_Teks Dokumen_:
━━━━━━━━━━━━━━━━

AYAM dan telur
bukanlah jenis makanan yang asing bagi penduduk Indonesia. Kedua jenis makanan
tersebut sangat mudah dijumpai dalam kehidupan masyarakat sehari-hari. Bahkan
di desa, hampir semua penduduk menjadi peternak ayam meski dalam skala kecil.
Sayangnya, fakta tersebut tidak
menjamin bahwa tingkat konsumsi ayam dan telur penduduk Indonesia tinggi. Dalam
penelitian, disebutkan konsumsi masyarakat Indonesia terhadap ayam dan telur
hanya 7 kg ayam dan 87 butir telur per tahun per kapita.
Jumlah di atas ternyata masih
sangat jauh dibandingkan dengan negara tetangga seperti Malaysia, Thailand dan
Filipina.
Sebagai gambaran, masyarakat Malaysia sudah
mengkonsumsi telur rata-rata 311 butir per kapita per tahun dan daging ayam 38
kg per kapita per tahun. Kondisi ini tentu sangat memprihatinkan. Sebab sebagai
makanan dengan kandungan protein yang tinggi, ayam dan telur mestinya menjadi
pilihan yang mudah dan murah bagi masyarakat untuk mendapatkan kecukupan
protein hewani.
Ada banyak
faktor yang mempengaruhi perilaku konsumsi masyarakat Indonesia terhadap ayam
dan telur ini. Misalnya saja adanya mitos bahwa telur menjadi penyebab penyakit
bisul pada anak-anak masih sangat kuat dipegang oleh ibu-ibu terutama dari
kalangan berpendidikan rendah.
Padahal anggapan ini sangat keliru.
Anak yang sering makan telur ternyata memiliki tingkat kecerdasan yang lebih
tinggi dibanding anak yang kurang makan telur.
Anggapan yang menyesatkan juga
dijumpai pada ayam broiler. Ada sebagian masyarakat yang takut makan ayam
broiler dengan alasan mengandung hormon yang bisa membahayakan kesehatan.
Padahal ayam broiler pertumbuhannya cepat karena merupakan hasil seleksi
genetik dari ayam yang memiliki tingkat pertumbuhan diatas rata-rata dan
pemberian pakan yang tepat.
Faktor-faktor tersebut diduga
menjadi penyebab dari sekian banyak alasan mengapa konsumsi ayam dan telur
masyarakat Indonesia masih rendah.

━━━━━━━━━━━━━━━━

_Informasi yang Diberikan_:

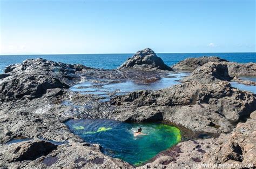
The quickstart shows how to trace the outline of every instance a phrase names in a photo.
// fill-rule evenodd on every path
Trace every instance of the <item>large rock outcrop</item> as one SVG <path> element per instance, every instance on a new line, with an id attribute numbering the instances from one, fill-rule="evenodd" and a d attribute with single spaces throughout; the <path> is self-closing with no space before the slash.
<path id="1" fill-rule="evenodd" d="M 256 76 L 256 63 L 255 63 L 230 62 L 215 56 L 187 58 L 174 64 L 172 67 L 177 71 L 191 71 L 210 62 L 221 62 L 223 64 L 226 64 L 230 75 Z"/>
<path id="2" fill-rule="evenodd" d="M 111 100 L 107 118 L 126 121 L 170 121 L 195 132 L 230 132 L 234 124 L 256 110 L 253 93 L 225 82 L 183 83 L 156 91 L 134 91 Z"/>
<path id="3" fill-rule="evenodd" d="M 217 56 L 188 58 L 173 65 L 172 68 L 175 70 L 191 71 L 210 62 L 227 62 L 227 60 Z"/>
<path id="4" fill-rule="evenodd" d="M 71 65 L 42 58 L 27 59 L 22 64 L 11 65 L 0 79 L 0 102 L 29 99 L 41 97 L 48 89 L 68 89 L 79 80 L 76 72 L 90 69 L 82 65 Z"/>
<path id="5" fill-rule="evenodd" d="M 256 63 L 227 62 L 226 64 L 231 75 L 256 76 Z"/>
<path id="6" fill-rule="evenodd" d="M 118 69 L 124 68 L 173 71 L 172 68 L 166 65 L 164 61 L 149 48 L 138 51 Z"/>
<path id="7" fill-rule="evenodd" d="M 232 78 L 228 75 L 225 64 L 217 62 L 208 62 L 197 68 L 190 76 L 184 78 L 183 82 L 197 81 L 207 84 L 216 81 L 230 81 Z"/>

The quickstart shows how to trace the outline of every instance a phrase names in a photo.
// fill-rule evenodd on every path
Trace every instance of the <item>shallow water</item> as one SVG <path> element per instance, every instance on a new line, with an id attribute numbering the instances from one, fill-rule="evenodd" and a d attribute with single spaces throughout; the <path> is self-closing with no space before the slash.
<path id="1" fill-rule="evenodd" d="M 179 84 L 178 80 L 189 75 L 189 73 L 184 72 L 170 73 L 169 74 L 170 77 L 161 78 L 157 82 L 149 84 L 137 83 L 132 80 L 109 84 L 82 82 L 72 86 L 70 89 L 83 94 L 95 94 L 102 97 L 104 97 L 104 98 L 100 101 L 107 102 L 110 99 L 109 94 L 120 95 L 136 90 L 157 90 L 165 89 Z"/>
<path id="2" fill-rule="evenodd" d="M 86 142 L 99 144 L 104 153 L 138 165 L 179 143 L 179 129 L 160 123 L 127 123 L 113 120 L 70 120 L 70 130 Z M 142 127 L 146 136 L 133 136 Z"/>
<path id="3" fill-rule="evenodd" d="M 251 80 L 253 82 L 256 82 L 256 76 L 239 76 L 238 77 L 244 80 Z"/>
<path id="4" fill-rule="evenodd" d="M 239 89 L 241 90 L 245 90 L 252 92 L 256 94 L 256 86 L 246 85 L 242 84 L 239 84 L 237 82 L 231 82 L 231 86 Z"/>

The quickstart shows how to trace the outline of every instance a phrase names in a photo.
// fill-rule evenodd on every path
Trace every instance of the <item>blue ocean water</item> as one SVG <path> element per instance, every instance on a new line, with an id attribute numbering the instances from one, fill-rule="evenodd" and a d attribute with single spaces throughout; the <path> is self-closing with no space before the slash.
<path id="1" fill-rule="evenodd" d="M 20 63 L 26 59 L 41 57 L 45 59 L 70 64 L 82 64 L 95 68 L 116 69 L 120 66 L 132 53 L 125 54 L 77 54 L 77 55 L 2 55 L 0 56 L 0 73 L 10 64 Z M 203 56 L 217 56 L 231 62 L 238 63 L 256 62 L 256 53 L 157 53 L 168 65 L 189 57 Z"/>

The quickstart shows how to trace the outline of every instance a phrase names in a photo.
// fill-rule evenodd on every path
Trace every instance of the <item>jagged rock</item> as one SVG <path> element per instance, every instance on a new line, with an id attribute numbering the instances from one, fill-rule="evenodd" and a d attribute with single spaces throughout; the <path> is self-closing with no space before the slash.
<path id="1" fill-rule="evenodd" d="M 199 66 L 210 62 L 228 62 L 217 56 L 203 56 L 199 58 L 189 58 L 173 65 L 172 68 L 179 71 L 193 71 Z"/>
<path id="2" fill-rule="evenodd" d="M 199 66 L 210 62 L 221 62 L 226 64 L 230 75 L 235 76 L 256 76 L 256 63 L 238 63 L 229 62 L 218 57 L 201 57 L 194 58 L 187 58 L 184 60 L 172 66 L 177 71 L 193 71 Z"/>
<path id="3" fill-rule="evenodd" d="M 227 82 L 183 83 L 156 91 L 134 91 L 111 100 L 114 113 L 107 118 L 126 121 L 165 120 L 197 132 L 230 132 L 233 123 L 256 110 L 250 92 Z"/>
<path id="4" fill-rule="evenodd" d="M 237 76 L 256 76 L 256 63 L 227 62 L 228 73 Z"/>
<path id="5" fill-rule="evenodd" d="M 184 78 L 183 82 L 197 81 L 207 84 L 215 81 L 230 81 L 232 78 L 228 75 L 226 64 L 217 62 L 208 62 L 198 67 L 190 76 Z"/>
<path id="6" fill-rule="evenodd" d="M 2 160 L 9 163 L 33 160 L 42 156 L 46 156 L 57 145 L 48 141 L 36 140 L 10 145 L 6 150 L 2 152 Z"/>
<path id="7" fill-rule="evenodd" d="M 69 86 L 57 78 L 44 75 L 11 76 L 0 80 L 0 102 L 29 99 L 41 97 L 49 89 L 68 89 Z"/>
<path id="8" fill-rule="evenodd" d="M 149 48 L 138 51 L 118 69 L 124 68 L 173 71 L 172 68 L 166 65 L 163 60 Z"/>
<path id="9" fill-rule="evenodd" d="M 254 113 L 256 114 L 256 111 Z M 185 141 L 160 153 L 143 168 L 254 168 L 256 119 L 240 123 L 230 134 Z M 233 167 L 231 167 L 232 166 Z"/>
<path id="10" fill-rule="evenodd" d="M 112 106 L 98 103 L 91 96 L 83 96 L 63 88 L 79 82 L 81 74 L 78 73 L 82 73 L 85 79 L 93 79 L 95 82 L 99 78 L 140 79 L 146 83 L 154 83 L 165 71 L 91 69 L 83 65 L 72 66 L 42 59 L 28 60 L 9 66 L 6 71 L 8 76 L 0 79 L 0 89 L 5 94 L 0 96 L 5 100 L 0 107 L 0 167 L 133 167 L 103 154 L 98 145 L 79 143 L 83 140 L 71 133 L 63 123 L 69 118 L 110 118 L 123 121 L 165 121 L 189 129 L 192 133 L 225 133 L 218 138 L 180 143 L 173 149 L 161 152 L 145 166 L 193 167 L 204 161 L 254 163 L 256 125 L 252 120 L 255 121 L 256 118 L 255 112 L 251 113 L 256 109 L 255 96 L 232 87 L 229 83 L 223 81 L 229 76 L 226 73 L 221 74 L 223 72 L 220 70 L 223 69 L 225 72 L 226 68 L 220 66 L 222 63 L 220 65 L 214 64 L 203 66 L 205 68 L 201 67 L 199 69 L 201 71 L 192 73 L 195 80 L 191 79 L 159 91 L 143 90 L 117 96 L 111 100 Z M 205 79 L 199 80 L 200 77 Z M 211 79 L 210 83 L 205 82 L 207 78 Z M 73 106 L 63 104 L 66 99 L 73 102 Z M 252 119 L 239 123 L 233 129 L 250 113 Z M 232 130 L 234 131 L 228 134 Z M 49 152 L 40 150 L 35 158 L 30 159 L 22 154 L 29 154 L 29 147 L 32 146 L 30 143 L 4 144 L 18 137 L 69 143 L 58 146 Z M 14 151 L 16 149 L 12 147 L 18 147 L 24 151 L 18 150 L 15 156 Z M 237 151 L 240 150 L 239 147 L 241 152 Z M 217 150 L 219 153 L 215 153 Z M 22 159 L 25 160 L 17 160 L 21 154 L 23 157 Z"/>

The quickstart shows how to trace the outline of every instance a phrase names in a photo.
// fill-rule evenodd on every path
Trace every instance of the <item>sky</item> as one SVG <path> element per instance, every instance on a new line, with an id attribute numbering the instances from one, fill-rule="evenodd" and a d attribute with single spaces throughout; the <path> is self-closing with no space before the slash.
<path id="1" fill-rule="evenodd" d="M 0 55 L 255 52 L 254 0 L 0 0 Z"/>

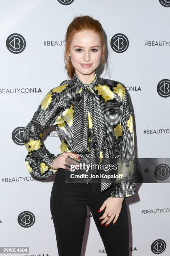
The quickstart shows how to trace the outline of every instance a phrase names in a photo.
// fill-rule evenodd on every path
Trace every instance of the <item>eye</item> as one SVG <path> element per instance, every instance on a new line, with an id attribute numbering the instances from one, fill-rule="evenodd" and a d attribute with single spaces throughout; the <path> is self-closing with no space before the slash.
<path id="1" fill-rule="evenodd" d="M 95 50 L 95 51 L 98 51 L 98 50 L 97 49 L 96 49 L 95 48 L 92 48 L 92 50 Z"/>
<path id="2" fill-rule="evenodd" d="M 81 48 L 77 48 L 76 49 L 76 51 L 78 51 L 78 52 L 81 52 L 81 50 L 82 50 L 82 49 L 81 49 Z M 95 51 L 93 51 L 94 50 L 95 50 Z M 96 49 L 95 48 L 92 48 L 92 49 L 91 49 L 91 50 L 92 51 L 95 52 L 95 51 L 98 51 L 98 50 L 97 49 Z"/>
<path id="3" fill-rule="evenodd" d="M 81 49 L 81 48 L 78 48 L 77 49 L 76 49 L 76 51 L 78 51 L 78 52 L 80 52 L 80 51 L 78 51 L 78 50 L 82 50 L 82 49 Z"/>

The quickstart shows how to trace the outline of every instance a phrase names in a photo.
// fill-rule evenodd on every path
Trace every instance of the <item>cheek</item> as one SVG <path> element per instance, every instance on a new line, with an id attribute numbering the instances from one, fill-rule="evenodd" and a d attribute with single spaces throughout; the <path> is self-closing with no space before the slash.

━━━━━━━━━━━━━━━━

_Tugas yang Dikerjakan_: Alihkan ke dalam bahasa Inggris kalimat berikut dari teks tentang konsumsi ayam dan telur: "Anak yang sering makan telur ternyata memiliki tingkat kecerdasan yang lebih tinggi dibanding anak yang kurang makan telur."

_Jawaban Tertulis_: Children who often eat eggs turn out to have a higher level of intelligence than children who eat few eggs.